=== Directions ===
Using the entries below, transcribe exactly the line containing "written like [1070,420]." and each line that follows it to the end.

=== Information given ===
------------------------------
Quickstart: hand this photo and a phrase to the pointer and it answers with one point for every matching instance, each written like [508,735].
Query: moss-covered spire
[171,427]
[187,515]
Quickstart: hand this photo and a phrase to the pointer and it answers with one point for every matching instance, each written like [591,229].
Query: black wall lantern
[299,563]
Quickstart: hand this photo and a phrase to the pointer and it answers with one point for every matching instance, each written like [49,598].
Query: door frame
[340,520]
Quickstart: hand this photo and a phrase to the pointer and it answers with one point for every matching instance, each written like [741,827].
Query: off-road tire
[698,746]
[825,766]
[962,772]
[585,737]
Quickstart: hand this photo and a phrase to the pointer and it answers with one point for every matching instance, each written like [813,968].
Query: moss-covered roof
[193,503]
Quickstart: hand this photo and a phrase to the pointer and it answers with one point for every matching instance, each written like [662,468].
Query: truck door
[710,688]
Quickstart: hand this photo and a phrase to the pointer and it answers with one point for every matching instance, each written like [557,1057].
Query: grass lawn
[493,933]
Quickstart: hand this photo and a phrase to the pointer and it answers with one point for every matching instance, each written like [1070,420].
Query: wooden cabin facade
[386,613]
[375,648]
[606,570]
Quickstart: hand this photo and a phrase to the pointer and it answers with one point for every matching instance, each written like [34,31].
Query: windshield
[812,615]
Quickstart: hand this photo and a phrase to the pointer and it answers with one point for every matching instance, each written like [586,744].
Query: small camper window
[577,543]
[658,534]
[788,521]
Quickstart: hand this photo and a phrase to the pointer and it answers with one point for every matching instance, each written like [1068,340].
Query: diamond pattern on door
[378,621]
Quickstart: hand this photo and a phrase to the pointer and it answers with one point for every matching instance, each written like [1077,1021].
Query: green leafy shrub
------------------------------
=== Task output ===
Quickstart: hand this photo and a phrase to the pointer and it answers with one point for every matching instance, each written like [1070,420].
Query: wooden cabin facade
[386,613]
[375,648]
[606,570]
Quickstart: hand this photo and a phrase to the pointer and it answers with one point for every matching instance, each written like [34,31].
Query: windshield
[812,615]
Quickstart: hand this photo and a phrase to the pointer and it answers with one point for every matching instance, each written like [586,744].
Query: small camper window
[577,543]
[658,534]
[788,521]
Quickstart: hand this photo and a phrase to the pointer and it answers with one point for every matching instance, each written like [1068,340].
Query: diamond pattern on door
[378,621]
Quickstart: hand this photo and a phrase to the pointer and it answers with one point for every matching instance, each written like [1077,1021].
Query: green leafy shrub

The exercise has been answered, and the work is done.